### Given problem
Repeat each line word for word.

[Recorded data]
start
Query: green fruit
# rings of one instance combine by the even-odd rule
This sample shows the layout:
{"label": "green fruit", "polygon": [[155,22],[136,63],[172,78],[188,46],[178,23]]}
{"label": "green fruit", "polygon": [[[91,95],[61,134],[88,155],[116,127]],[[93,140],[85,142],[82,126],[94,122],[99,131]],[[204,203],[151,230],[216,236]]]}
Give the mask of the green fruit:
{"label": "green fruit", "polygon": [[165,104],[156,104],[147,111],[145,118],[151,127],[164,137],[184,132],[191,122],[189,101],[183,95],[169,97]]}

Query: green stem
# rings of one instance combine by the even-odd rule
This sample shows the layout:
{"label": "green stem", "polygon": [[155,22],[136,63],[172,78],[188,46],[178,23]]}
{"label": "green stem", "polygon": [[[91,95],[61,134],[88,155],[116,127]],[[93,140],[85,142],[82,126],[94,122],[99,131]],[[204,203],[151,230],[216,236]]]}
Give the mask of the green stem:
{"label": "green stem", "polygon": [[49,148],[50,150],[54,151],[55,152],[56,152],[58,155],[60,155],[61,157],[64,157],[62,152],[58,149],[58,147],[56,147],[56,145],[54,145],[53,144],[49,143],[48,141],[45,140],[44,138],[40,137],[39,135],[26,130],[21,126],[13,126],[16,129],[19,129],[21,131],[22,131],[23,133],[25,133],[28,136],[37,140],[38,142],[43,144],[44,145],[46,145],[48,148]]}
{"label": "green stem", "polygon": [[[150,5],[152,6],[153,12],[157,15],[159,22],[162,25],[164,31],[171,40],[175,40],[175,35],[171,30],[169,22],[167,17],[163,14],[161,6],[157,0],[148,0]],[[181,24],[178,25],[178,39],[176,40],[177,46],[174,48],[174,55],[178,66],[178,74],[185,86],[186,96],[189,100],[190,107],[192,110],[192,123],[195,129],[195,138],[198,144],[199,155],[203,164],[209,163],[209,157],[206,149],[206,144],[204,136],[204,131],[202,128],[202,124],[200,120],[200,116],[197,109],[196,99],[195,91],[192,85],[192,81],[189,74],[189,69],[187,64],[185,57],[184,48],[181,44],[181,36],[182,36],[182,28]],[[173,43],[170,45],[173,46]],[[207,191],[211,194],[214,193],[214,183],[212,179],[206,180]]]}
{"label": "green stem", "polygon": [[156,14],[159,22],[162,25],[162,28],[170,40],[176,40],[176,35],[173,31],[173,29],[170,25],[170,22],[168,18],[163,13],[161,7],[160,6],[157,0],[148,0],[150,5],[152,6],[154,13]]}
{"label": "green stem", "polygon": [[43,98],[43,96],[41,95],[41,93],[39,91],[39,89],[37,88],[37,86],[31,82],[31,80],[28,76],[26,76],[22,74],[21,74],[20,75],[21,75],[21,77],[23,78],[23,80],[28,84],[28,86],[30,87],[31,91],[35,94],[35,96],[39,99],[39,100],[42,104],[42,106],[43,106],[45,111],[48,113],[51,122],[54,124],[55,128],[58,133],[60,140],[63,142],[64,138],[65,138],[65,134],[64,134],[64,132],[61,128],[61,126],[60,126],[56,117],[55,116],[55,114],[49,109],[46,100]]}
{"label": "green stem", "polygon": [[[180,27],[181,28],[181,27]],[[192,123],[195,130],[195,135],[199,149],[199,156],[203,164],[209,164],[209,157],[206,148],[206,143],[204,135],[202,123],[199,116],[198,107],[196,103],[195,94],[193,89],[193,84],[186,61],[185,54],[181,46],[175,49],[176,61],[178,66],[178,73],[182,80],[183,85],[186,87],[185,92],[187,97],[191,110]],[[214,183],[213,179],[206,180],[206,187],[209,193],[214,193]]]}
end
### Problem solution
Query: green fruit
# rings of one instance combine by the even-odd rule
This sample shows the layout:
{"label": "green fruit", "polygon": [[155,22],[136,63],[172,78],[188,46],[178,23]]}
{"label": "green fruit", "polygon": [[[91,95],[61,134],[88,155],[116,127]],[[93,140],[85,142],[82,126],[94,122],[99,131]],[[204,203],[151,230],[216,236]]]}
Give the mask of the green fruit:
{"label": "green fruit", "polygon": [[165,104],[156,104],[147,111],[145,118],[151,127],[164,137],[184,132],[191,122],[189,101],[183,95],[169,97]]}

Query: green stem
# rings of one instance combine by the even-odd rule
This sample shows the layout:
{"label": "green stem", "polygon": [[155,22],[136,63],[172,78],[188,46],[178,23]]}
{"label": "green stem", "polygon": [[[91,95],[61,134],[88,155],[116,127]],[[93,140],[85,142],[82,126],[94,122],[99,131]],[[204,203],[151,230],[216,236]]]}
Give the mask of the green stem:
{"label": "green stem", "polygon": [[49,148],[50,150],[54,151],[55,152],[56,152],[58,155],[60,155],[61,157],[64,157],[62,152],[58,149],[58,147],[56,147],[56,145],[54,145],[53,144],[49,143],[48,141],[45,140],[44,138],[40,137],[39,135],[26,130],[21,126],[13,126],[16,129],[19,129],[21,131],[22,131],[23,133],[25,133],[28,136],[37,140],[38,142],[43,144],[44,145],[46,145],[48,148]]}
{"label": "green stem", "polygon": [[[150,5],[152,6],[153,12],[157,15],[159,22],[162,25],[164,31],[171,40],[175,40],[175,35],[171,30],[169,22],[167,17],[163,14],[161,6],[157,0],[148,0]],[[181,24],[178,25],[178,39],[176,40],[177,46],[174,48],[174,55],[178,66],[178,74],[185,86],[186,96],[189,100],[190,107],[192,110],[192,123],[195,129],[195,138],[198,144],[199,155],[203,164],[209,163],[209,157],[206,149],[206,144],[204,136],[204,131],[202,128],[202,124],[200,120],[200,116],[197,109],[196,99],[195,91],[192,85],[192,81],[189,74],[189,69],[187,64],[185,57],[184,48],[181,44],[181,36],[182,36],[182,28]],[[173,43],[170,45],[173,46]],[[207,191],[211,194],[214,193],[214,183],[212,179],[206,180]]]}
{"label": "green stem", "polygon": [[156,14],[159,22],[162,25],[162,28],[170,40],[176,40],[176,35],[173,31],[173,29],[170,25],[170,22],[168,18],[163,13],[161,7],[160,6],[157,0],[148,0],[150,5],[152,6],[154,13]]}
{"label": "green stem", "polygon": [[43,98],[43,96],[41,95],[41,93],[39,91],[39,89],[37,88],[37,86],[31,82],[31,80],[28,76],[26,76],[22,74],[21,74],[20,75],[21,75],[21,77],[23,78],[23,80],[28,84],[28,86],[30,87],[31,91],[35,94],[35,96],[39,99],[39,100],[42,104],[42,106],[43,106],[45,111],[48,113],[51,122],[54,124],[55,128],[58,133],[60,140],[63,142],[64,138],[65,138],[65,134],[64,134],[64,132],[61,128],[61,126],[60,126],[56,117],[55,116],[55,114],[49,109],[46,100]]}
{"label": "green stem", "polygon": [[[180,27],[181,28],[181,27]],[[192,123],[195,130],[195,135],[199,149],[199,156],[203,164],[209,164],[209,157],[206,148],[206,143],[204,135],[202,123],[199,116],[198,107],[196,103],[195,94],[193,89],[193,84],[186,61],[185,54],[181,46],[175,49],[176,61],[178,66],[178,73],[182,80],[183,85],[186,87],[185,92],[187,97],[191,110]],[[214,183],[213,179],[206,180],[206,187],[209,193],[214,193]]]}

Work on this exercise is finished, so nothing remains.